Put the lines of all the rows below into a numbered list, skipping any blank lines. Leave the pictures out of your answer.

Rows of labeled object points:
(begin)

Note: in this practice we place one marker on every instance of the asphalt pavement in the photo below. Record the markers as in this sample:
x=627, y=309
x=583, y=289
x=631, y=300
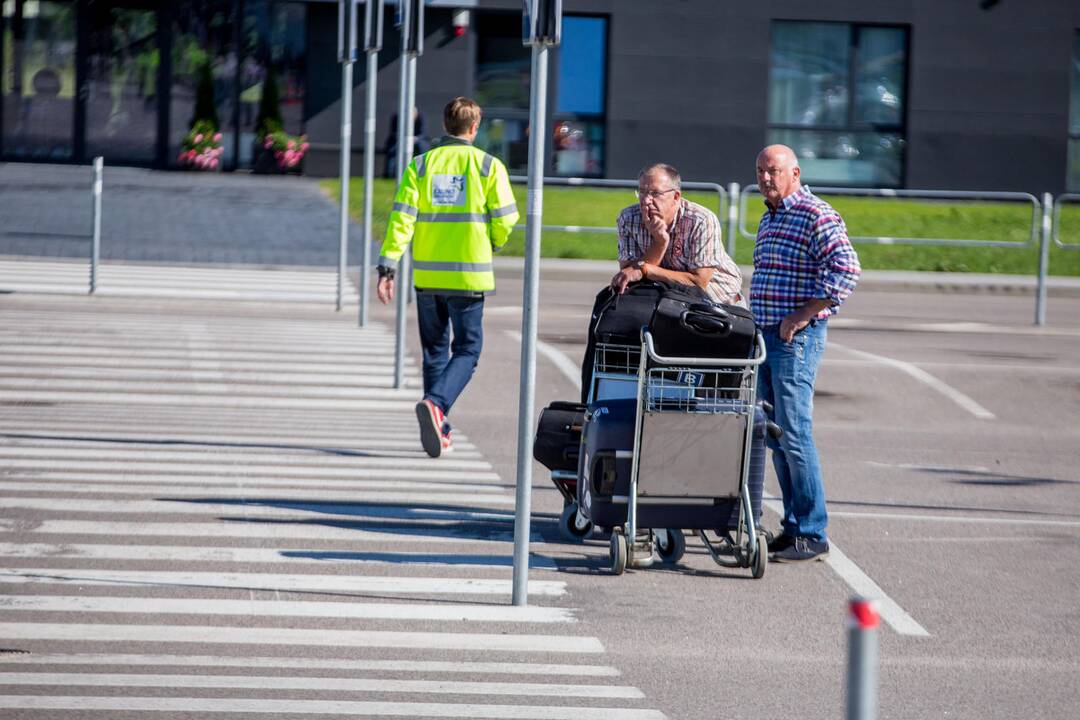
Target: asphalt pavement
x=210, y=477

(end)

WRITTEN SOLUTION
1. Note: in this practice we place one marker on every instance of the asphalt pavement in the photo below. Record the markers as in this sample:
2. x=627, y=309
3. x=583, y=289
4. x=631, y=300
5. Target: asphalt pavement
6. x=210, y=477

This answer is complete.